- _STATED GOAL A_
Identify every line in the rows below that contains the string "stem", and copy each such line.

- _TEXT SHOWN_
== == ==
Understanding a lemma regarding subspace topology [duplicate]

Question

I am learning topology and am struggling with some of the concepts of open sets regarding subspaces.

The problem I am working on says, that Y is a subspace of X, and A is a subset of Y, then show that the topology A inherits as a subspace of Y is the same topology it inherits as a subspace from X.

now what I am trying to prove is that A is a basis for the subspace topology of Y of X, and A is the basis for the subspace topology on X, then these two topologies are the same.

Here is the lemma I am struggling to utilize , it says, "Let Y be a subspace of X, if U is open in Y and Y is open in X, then U is open in X."

Since A is a subset of Y, does this imply that A is open in Y? (i think so). Y is open in X, so does this imply that A is open in X? (I think so)

If A is open in Y, and A is open in X, does this mean that A is open in $Y \bigcap U$ for $U \subset X$ ? (This I am not sure of).

Further, assuming my intuition is right, if A is open in $Y \bigcap U$ does this mean for $x \in Y \bigcap U$ that $x \in A \bigcap U$ since A is open in both Y and X?

this yields my needed argument saying that $A \bigcap U \subset Y \bigcap U$ this can then be shown that $\mathbb{B}_{A}$ is a basis for both topologies. my question is that just because A is a subset of Y and A is open in X, and $x \in Y \bigcap U$ , I am not sure if this implies that $x \in A \bigcap U$.
== == ==
- _DATASET_
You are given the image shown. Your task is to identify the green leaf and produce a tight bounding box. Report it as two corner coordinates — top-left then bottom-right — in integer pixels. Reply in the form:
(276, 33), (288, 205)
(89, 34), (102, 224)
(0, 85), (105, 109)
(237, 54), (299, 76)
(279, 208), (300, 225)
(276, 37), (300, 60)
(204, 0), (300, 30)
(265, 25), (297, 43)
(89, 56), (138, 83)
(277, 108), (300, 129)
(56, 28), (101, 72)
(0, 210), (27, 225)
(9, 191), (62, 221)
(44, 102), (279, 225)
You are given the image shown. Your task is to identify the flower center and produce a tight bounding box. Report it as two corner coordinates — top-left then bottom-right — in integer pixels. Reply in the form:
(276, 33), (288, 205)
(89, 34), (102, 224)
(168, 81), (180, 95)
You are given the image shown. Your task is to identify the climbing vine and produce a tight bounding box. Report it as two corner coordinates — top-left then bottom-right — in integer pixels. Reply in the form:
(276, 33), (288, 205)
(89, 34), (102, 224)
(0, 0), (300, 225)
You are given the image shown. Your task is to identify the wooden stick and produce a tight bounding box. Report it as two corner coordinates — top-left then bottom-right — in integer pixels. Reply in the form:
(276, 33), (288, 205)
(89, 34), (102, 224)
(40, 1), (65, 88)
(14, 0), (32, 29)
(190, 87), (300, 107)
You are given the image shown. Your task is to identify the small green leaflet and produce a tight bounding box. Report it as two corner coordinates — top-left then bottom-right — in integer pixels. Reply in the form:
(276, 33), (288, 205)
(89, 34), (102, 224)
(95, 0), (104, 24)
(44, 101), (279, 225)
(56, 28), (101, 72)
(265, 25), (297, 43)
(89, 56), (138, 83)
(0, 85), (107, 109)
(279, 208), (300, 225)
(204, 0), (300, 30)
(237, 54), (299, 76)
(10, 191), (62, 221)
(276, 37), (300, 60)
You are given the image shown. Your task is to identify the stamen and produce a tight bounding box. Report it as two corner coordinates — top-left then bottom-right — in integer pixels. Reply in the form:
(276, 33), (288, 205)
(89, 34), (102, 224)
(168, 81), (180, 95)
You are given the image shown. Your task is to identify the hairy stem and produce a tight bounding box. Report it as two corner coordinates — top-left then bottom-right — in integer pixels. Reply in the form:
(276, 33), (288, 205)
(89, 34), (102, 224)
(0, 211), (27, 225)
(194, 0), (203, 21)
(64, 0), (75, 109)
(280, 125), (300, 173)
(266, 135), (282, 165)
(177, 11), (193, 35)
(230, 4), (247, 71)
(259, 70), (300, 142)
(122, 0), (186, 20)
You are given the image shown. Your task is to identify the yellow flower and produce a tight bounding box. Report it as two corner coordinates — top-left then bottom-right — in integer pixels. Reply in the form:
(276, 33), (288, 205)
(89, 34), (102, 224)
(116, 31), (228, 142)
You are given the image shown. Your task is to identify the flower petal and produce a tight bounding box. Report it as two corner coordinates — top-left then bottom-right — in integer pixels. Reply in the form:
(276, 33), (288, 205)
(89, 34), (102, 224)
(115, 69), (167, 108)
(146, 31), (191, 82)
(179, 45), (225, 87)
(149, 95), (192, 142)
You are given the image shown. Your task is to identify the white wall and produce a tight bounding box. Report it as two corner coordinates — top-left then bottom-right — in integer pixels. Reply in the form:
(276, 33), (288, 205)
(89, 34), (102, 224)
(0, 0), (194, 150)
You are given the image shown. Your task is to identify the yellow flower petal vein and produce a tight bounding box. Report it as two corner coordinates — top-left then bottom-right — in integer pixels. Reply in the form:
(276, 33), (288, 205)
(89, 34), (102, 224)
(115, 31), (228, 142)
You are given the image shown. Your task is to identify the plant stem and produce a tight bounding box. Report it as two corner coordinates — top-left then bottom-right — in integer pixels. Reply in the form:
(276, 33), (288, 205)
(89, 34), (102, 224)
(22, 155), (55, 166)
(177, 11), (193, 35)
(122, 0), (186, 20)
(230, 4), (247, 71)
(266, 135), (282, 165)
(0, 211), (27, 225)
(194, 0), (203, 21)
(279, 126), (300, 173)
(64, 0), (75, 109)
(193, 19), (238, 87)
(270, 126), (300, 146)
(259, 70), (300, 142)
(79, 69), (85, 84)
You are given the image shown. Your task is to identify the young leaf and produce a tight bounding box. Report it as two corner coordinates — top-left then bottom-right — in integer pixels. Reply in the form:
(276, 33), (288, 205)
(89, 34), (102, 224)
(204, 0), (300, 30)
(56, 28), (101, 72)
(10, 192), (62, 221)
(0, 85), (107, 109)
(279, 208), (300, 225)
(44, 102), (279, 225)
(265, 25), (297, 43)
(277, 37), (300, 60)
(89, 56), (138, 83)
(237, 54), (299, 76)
== == ==
- _STATED GOAL B_
In the forum post on subspace topology, what does the lemma that the poster is struggling to use state?

- _WRITTEN SOLUTION A_
You are given the image shown. Your task is to identify the hairy stem and produce a tight bounding box. Report it as two corner coordinates — top-left then bottom-right — in integer pixels. Reply in the form:
You are given the image shown. Your task is to identify the plant stem and produce a tight bounding box. Report it as two corner coordinates — top-left then bottom-right — in integer pixels. Reply in the form:

- _WRITTEN SOLUTION B_
"Let Y be a subspace of X, if U is open in Y and Y is open in X, then U is open in X."